▸ The records

..............................

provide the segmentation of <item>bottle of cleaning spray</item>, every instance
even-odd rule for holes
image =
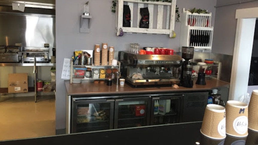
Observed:
[[[155,101],[154,103],[154,115],[158,114],[159,113],[159,101],[157,100]]]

..............................

▸ To do
Output the lines above word for word, omitting the image.

▸ Result for this exercise
provide the segmentation of <item>bottle of cleaning spray</item>, every instance
even-odd rule for holes
image =
Observed:
[[[155,101],[154,103],[154,115],[158,114],[159,113],[159,101],[157,100]]]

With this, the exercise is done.